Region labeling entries
────
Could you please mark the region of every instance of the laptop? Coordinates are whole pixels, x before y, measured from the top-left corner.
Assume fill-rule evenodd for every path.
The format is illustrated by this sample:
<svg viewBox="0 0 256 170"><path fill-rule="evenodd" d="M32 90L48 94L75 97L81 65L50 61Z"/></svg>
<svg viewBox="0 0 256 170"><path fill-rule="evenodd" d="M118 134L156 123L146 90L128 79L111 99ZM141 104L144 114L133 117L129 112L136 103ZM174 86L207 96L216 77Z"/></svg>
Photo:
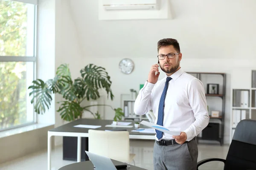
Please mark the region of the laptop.
<svg viewBox="0 0 256 170"><path fill-rule="evenodd" d="M117 170L110 158L87 151L85 153L96 170Z"/></svg>

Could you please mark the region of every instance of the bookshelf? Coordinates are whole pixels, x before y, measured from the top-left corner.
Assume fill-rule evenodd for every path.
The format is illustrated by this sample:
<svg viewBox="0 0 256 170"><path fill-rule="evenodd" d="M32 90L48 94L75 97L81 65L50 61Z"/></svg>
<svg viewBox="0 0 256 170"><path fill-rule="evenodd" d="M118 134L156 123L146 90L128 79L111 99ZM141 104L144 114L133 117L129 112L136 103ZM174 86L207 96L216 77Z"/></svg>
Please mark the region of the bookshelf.
<svg viewBox="0 0 256 170"><path fill-rule="evenodd" d="M256 120L256 70L251 71L251 87L231 89L230 142L237 124L244 119Z"/></svg>
<svg viewBox="0 0 256 170"><path fill-rule="evenodd" d="M198 140L216 141L224 143L225 121L226 74L224 73L186 72L196 77L204 84L210 121L208 125L198 135ZM215 86L213 89L211 86ZM212 90L216 90L212 91ZM218 111L218 117L212 115ZM200 141L199 141L200 142Z"/></svg>

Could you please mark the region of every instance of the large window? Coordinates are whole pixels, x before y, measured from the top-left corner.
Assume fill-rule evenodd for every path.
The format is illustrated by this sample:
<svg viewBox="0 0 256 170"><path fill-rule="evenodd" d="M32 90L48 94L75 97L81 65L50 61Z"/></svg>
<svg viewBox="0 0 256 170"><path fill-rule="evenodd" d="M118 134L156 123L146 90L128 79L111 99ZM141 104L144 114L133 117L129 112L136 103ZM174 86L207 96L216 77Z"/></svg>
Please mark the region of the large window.
<svg viewBox="0 0 256 170"><path fill-rule="evenodd" d="M27 89L35 74L36 6L18 1L0 0L0 131L35 122Z"/></svg>

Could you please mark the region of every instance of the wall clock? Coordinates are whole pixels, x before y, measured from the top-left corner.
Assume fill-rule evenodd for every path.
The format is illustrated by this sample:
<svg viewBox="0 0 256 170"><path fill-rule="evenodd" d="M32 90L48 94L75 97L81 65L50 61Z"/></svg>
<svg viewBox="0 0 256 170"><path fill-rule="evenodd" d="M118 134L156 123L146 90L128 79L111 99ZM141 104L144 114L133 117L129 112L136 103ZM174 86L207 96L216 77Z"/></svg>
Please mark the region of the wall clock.
<svg viewBox="0 0 256 170"><path fill-rule="evenodd" d="M125 58L119 63L119 69L123 73L128 74L131 73L134 68L134 64L131 60Z"/></svg>

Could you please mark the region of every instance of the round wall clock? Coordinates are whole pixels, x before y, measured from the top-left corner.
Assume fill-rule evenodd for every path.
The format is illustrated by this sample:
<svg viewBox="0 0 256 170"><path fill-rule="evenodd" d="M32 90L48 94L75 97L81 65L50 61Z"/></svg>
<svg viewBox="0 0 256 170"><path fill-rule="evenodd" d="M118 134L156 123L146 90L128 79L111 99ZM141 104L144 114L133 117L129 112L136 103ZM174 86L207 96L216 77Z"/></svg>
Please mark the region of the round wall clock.
<svg viewBox="0 0 256 170"><path fill-rule="evenodd" d="M131 73L134 68L134 63L129 59L122 59L119 63L119 69L125 74L128 74Z"/></svg>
────
■ Do this:
Give the lines of all the items above as one numbered list, skipping blank lines and leaving out the picture.

■ Response to this exercise:
1. Could you please mark the region of every instance of the laptop? Coordinates are whole pixels, x before y, measured from the top-left corner.
2. Assume fill-rule evenodd for every path.
3. The format is illustrated by this sample:
4. <svg viewBox="0 0 256 170"><path fill-rule="evenodd" d="M32 90L48 94L75 97L81 65L50 61Z"/></svg>
5. <svg viewBox="0 0 256 170"><path fill-rule="evenodd" d="M118 134L156 123L146 90L128 79L111 99ZM141 104L144 114L133 117L129 112L136 103ZM174 86L207 96L216 77Z"/></svg>
6. Photo:
7. Please mark the region of the laptop.
8. <svg viewBox="0 0 256 170"><path fill-rule="evenodd" d="M117 170L110 158L87 151L85 153L96 170Z"/></svg>
9. Could you please mark the region of every instance of the bookshelf? Coordinates are whole pixels, x before y, measured from the top-left corner.
10. Assume fill-rule evenodd for every path.
11. The format is illustrated by this sample:
12. <svg viewBox="0 0 256 170"><path fill-rule="evenodd" d="M32 90L48 94L75 97L81 65L50 61Z"/></svg>
13. <svg viewBox="0 0 256 170"><path fill-rule="evenodd" d="M118 134L156 123L146 90L128 79L111 99ZM141 104L144 114L133 117L129 112L136 103ZM174 86L207 96L216 77Z"/></svg>
14. Please mark the region of the bookshelf.
15. <svg viewBox="0 0 256 170"><path fill-rule="evenodd" d="M256 120L256 70L251 71L251 87L231 89L230 142L237 124L244 119Z"/></svg>
16. <svg viewBox="0 0 256 170"><path fill-rule="evenodd" d="M198 140L216 141L224 143L225 121L226 74L224 73L186 72L196 77L204 84L210 121L208 125L198 135ZM215 86L213 89L211 86ZM212 90L216 90L212 91ZM218 111L218 117L212 115ZM200 141L199 141L200 142Z"/></svg>
17. Could you please mark the region of every instance of the large window? Coordinates are whole pixels, x before y, measured from the top-left corner.
18. Assume fill-rule evenodd for every path.
19. The format is illustrated by this sample:
20. <svg viewBox="0 0 256 170"><path fill-rule="evenodd" d="M32 90L48 94L75 97L81 65L50 61Z"/></svg>
21. <svg viewBox="0 0 256 170"><path fill-rule="evenodd" d="M118 134L156 123L146 90L128 79L111 99ZM141 104L144 114L133 117L129 112L136 103ZM174 86L207 96L216 77Z"/></svg>
22. Please mark the region of the large window.
23. <svg viewBox="0 0 256 170"><path fill-rule="evenodd" d="M27 89L35 74L36 6L18 1L0 0L0 131L35 122Z"/></svg>
24. Could you please mark the region of every instance of the wall clock? Coordinates are whole pixels, x before y, measured from the top-left corner.
25. Assume fill-rule evenodd for every path.
26. The format is illustrated by this sample:
27. <svg viewBox="0 0 256 170"><path fill-rule="evenodd" d="M32 90L48 94L75 97L81 65L50 61Z"/></svg>
28. <svg viewBox="0 0 256 170"><path fill-rule="evenodd" d="M118 134L156 123L146 90L128 79L111 99ZM141 104L144 114L133 117L129 112L136 103ZM174 86L207 96L216 77Z"/></svg>
29. Please mark the region of the wall clock.
30. <svg viewBox="0 0 256 170"><path fill-rule="evenodd" d="M125 58L119 63L119 69L123 73L128 74L131 73L134 68L134 64L131 60Z"/></svg>
31. Could you please mark the region of every instance of the round wall clock? Coordinates are whole pixels, x before y, measured from the top-left corner.
32. Assume fill-rule evenodd for every path.
33. The format is illustrated by this sample:
34. <svg viewBox="0 0 256 170"><path fill-rule="evenodd" d="M32 90L48 94L75 97L81 65L50 61Z"/></svg>
35. <svg viewBox="0 0 256 170"><path fill-rule="evenodd" d="M118 134L156 123L146 90L128 79L111 99ZM141 104L144 114L133 117L129 112L136 103ZM174 86L207 96L216 77Z"/></svg>
36. Please mark the region of the round wall clock.
37. <svg viewBox="0 0 256 170"><path fill-rule="evenodd" d="M131 73L134 68L134 63L129 59L122 59L119 63L119 69L125 74L128 74Z"/></svg>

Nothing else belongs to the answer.